Gold noted that each time he met with the bill’s primary Republican sponsor, Sen. Johnny Isakson (Ga.), to discuss its prospects, “he would ask, ‘Really, there’s nobody opposed?’ We had this conversation six times.”

While getting the FDA to move faster on a consumer-protection item may not seem like a heavy legislative lift, the fact that Congress is also poised to authorize $1.1 billion in annual funding for an international food aid program is more remarkable. On Sept. 18, a group of Democrats and Republicans from both chambers introduced legislation to make Feed the Future, a program that launched under the Obama administration, permanent.

In its last two years, the George W. Bush administration started providing money to strengthen the farming sectors in West Africa and elsewhere, hoping to counter a spike in global food prices. In 2010, the U.S. Agency for International Development formally launched the initiative, partnering with private companies to help expand agricultural capacity in the developing world; last year it helped feed more than 12.5 million children and improved the operations of more than 7 million small farmers.

USAID Administrator Rajiv Shah called the program “an extraordinarily successful example of how we can do our development work very differently,” noting that it has enlisted 70 companies that together have pledged to invest at least $10 billion. Shah has worked with several conservative Republicans, including Sen. Mike Johanns (Neb.) and Rep. Christopher H. Smith (N.J.), to push for permanent authorization.

Johanns, one of the bill’s primary co-sponsors, said the program has attracted such broad and deep support because it stands out as an area where the government is “doing something important, and we’re doing it well.”

“This has been such a strange couple of years. Nothing’s been moving; we’ve been in full campaign mode,” Johanns said. “Something like this comes along, and it’s like: ‘Cease fire. Everybody, let this one go through.’ ”

The fact that the Ebola outbreak in West Africa has exacerbated food insecurity in the region, Rep. Betty McCollum (D-Minn.) said, has added urgency to the cause.

“When we feed hungry people in low-income countries, our Department of Defense will tell you it provides better stability to these countries,” said McCollum, who is sponsoring the House bill along with Smith.

Sen. Robert P. Casey Jr. (D-Pa.) appears to be on a winning streak when it comes to squeaking through legislation in the waning days of the 113th Congress. In addition to the Feed the Future bill, which he co-authored, legislation he wrote with Sen. Orrin G. Hatch (R-Utah) to boost research into traumatic brain injuries passed the House last week and is awaiting the president’s signature. His Achieving a Better Life Experience (ABLE) Act is sponsored by two-thirds of the members of both chambers and appears likely to pass soon.

“It’s got support from the far left to the far right,” Casey said of the ABLE Act.

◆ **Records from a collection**

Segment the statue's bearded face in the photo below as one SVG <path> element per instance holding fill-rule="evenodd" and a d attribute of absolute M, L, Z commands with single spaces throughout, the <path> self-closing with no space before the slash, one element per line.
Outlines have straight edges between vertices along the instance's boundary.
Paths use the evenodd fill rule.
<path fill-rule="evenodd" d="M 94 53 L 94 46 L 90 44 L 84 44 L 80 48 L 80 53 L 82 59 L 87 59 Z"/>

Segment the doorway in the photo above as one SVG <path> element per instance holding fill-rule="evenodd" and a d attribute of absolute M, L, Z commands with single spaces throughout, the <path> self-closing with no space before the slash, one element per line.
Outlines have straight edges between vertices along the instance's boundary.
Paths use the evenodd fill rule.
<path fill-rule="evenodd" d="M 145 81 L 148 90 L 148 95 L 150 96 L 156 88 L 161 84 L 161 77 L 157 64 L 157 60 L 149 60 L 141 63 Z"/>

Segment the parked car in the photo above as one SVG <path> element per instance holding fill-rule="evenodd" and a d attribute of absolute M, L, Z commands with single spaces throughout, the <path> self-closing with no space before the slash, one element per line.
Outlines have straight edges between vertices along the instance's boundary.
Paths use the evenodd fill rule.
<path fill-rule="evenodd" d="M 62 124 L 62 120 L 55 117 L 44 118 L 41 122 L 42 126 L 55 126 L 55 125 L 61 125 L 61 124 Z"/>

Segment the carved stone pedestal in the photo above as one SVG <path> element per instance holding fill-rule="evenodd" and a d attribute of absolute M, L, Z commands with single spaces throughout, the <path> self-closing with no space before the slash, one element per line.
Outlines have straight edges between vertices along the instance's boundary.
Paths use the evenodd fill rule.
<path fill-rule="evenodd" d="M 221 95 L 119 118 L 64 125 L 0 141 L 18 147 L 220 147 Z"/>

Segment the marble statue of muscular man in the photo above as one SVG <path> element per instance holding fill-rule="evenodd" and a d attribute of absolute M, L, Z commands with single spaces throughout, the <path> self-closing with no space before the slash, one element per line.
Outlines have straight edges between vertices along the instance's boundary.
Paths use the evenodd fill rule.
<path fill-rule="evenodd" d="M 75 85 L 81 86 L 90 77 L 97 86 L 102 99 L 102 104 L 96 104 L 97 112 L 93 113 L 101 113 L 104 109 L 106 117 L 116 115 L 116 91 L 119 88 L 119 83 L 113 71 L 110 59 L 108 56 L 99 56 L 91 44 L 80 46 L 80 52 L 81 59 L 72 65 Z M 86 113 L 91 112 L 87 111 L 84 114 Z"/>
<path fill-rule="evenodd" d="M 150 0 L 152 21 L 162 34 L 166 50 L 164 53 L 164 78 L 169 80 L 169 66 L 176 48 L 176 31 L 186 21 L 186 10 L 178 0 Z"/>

◆ **TASK BRIEF**
In the passage on bipartisan legislation, how many companies has Feed the Future enlisted, according to Rajiv Shah? The listing stands apart from the passage on bipartisan legislation and is unrelated to it.

◆ **TASK SOLUTION**
70 companies.